**Consigne 1**
Recopiez le passage du témoignage sur les harkis qui commence aux mots "J'ai participé à" et s'arrête après "16 juillet 1962.".

**Extrait du document**

══════════

LE DRAME DES HARKIS EN 1962


Général François M E Y E R , ancien lieutenant chef de harka.
Rencontre " HISTOIRE et MÉMOIRE "  -  Les Harkis, 1954-62
Paris, Pavillon Gabriel, dimanche 7 mars 1999


Lieutenant en Algérie, j'ai servi pendant quatre années au 23ème régiment de spahis en Oranie, de 1958 à 1962, dans une unité où le concours des algériens musulmans était considérable et j'ai commandé successivement deux harkas, en tant que chef de commando du Secteur opérationnel à Géryville, puis à
Bou Alam toujours en Sud-Oranais. Je crois avoir connu une guerre dont la réalité a échappé à de nombreux Français, la guerre civile entre les Algériens au moment de la décolonisation.
Je précise que je n'avais jamais promis à mes soldats que la France resterait en Algérie, et que j'ai seulement écouté avec eux les allocutions du Général de Gaulle, ainsi que les nombreux discours des autorités civiles et militaires, qui nous fixaient bien suffisamment les objectifs politiques de nos combats. J'ai simplement promis à mes harkis que je resterais avec eux jusqu'au "dénouement", et prolongé en conséquence mon séjour. Mon adjoint, le sous-lieutenant d'Agescy a fait de même.
Au milieu des combattants musulmans, j'ai donc vécu la dissolution des harkas, c'est-à-dire leur désarmement et leur démobilisation. Avec les spahis de mon commando, militaires engagés, qui avaient refusé la rupture de leurs contrats, et donc le désarmement, j'ai pu assurer la protection des familles des anciens supplétifs en attente de départ pour la France, les aider dans les formalités administratives qu'ils devaient accomplir, et témoigner de ce` que ces anciens soldats étaient réellement menacés dans leur vie, puisque c'était à cette condition seulement que les autorités militaires avaient reçu l'ordre de prendre en compte les demandes de transfert en métropole.
J'ai participé à l'organisation d'un premier convoi vers la France le 13 juin qui est arrivé au camp du Larzac le 16, et j'ai moi-même accompagné un deuxième et dernier convoi le 9 juillet, qui est arrivé au camp de Sissonne le 16 juillet 1962.

══════════

**Données disponibles**

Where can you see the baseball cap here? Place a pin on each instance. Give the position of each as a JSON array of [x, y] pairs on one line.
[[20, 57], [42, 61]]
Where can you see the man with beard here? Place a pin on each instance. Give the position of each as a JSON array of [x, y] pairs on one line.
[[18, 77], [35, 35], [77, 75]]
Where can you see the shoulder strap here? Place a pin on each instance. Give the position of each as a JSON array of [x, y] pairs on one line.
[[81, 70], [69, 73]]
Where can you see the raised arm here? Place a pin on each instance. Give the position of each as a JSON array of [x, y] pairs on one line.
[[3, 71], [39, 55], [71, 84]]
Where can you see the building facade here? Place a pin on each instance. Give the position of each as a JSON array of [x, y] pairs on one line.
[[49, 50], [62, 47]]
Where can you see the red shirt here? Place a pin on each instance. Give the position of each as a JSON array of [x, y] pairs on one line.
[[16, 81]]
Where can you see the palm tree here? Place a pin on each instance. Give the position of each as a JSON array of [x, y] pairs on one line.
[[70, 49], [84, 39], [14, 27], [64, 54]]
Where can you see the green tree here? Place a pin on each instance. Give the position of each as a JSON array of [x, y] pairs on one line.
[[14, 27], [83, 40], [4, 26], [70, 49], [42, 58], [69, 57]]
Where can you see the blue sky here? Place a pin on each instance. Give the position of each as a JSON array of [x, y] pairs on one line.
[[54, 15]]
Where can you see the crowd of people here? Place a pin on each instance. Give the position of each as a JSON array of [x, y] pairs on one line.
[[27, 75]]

══════════

**Consigne 2**
Dans les enregistrements, redonnez les lignes allant de celle qui contient "Where can you see the raised" jusqu'à celle qui contient "[[49, 50], [62, 47]]" incluse, en remplaçant "Place a pin" par "Drop a marker" sans rien modifier d'autre. Ne fournissez que ces lignes.

**Bonne réponse 1**
J'ai participé à l'organisation d'un premier convoi vers la France le 13 juin qui est arrivé au camp du Larzac le 16, et j'ai moi-même accompagné un deuxième et dernier convoi le 9 juillet, qui est arrivé au camp de Sissonne le 16 juillet 1962.

**Bonne réponse 2**
Where can you see the raised arm here? Drop a marker on each instance. Give the position of each as a JSON array of [x, y] pairs on one line.
[[3, 71], [39, 55], [71, 84]]
Where can you see the building facade here? Drop a marker on each instance. Give the position of each as a JSON array of [x, y] pairs on one line.
[[49, 50], [62, 47]]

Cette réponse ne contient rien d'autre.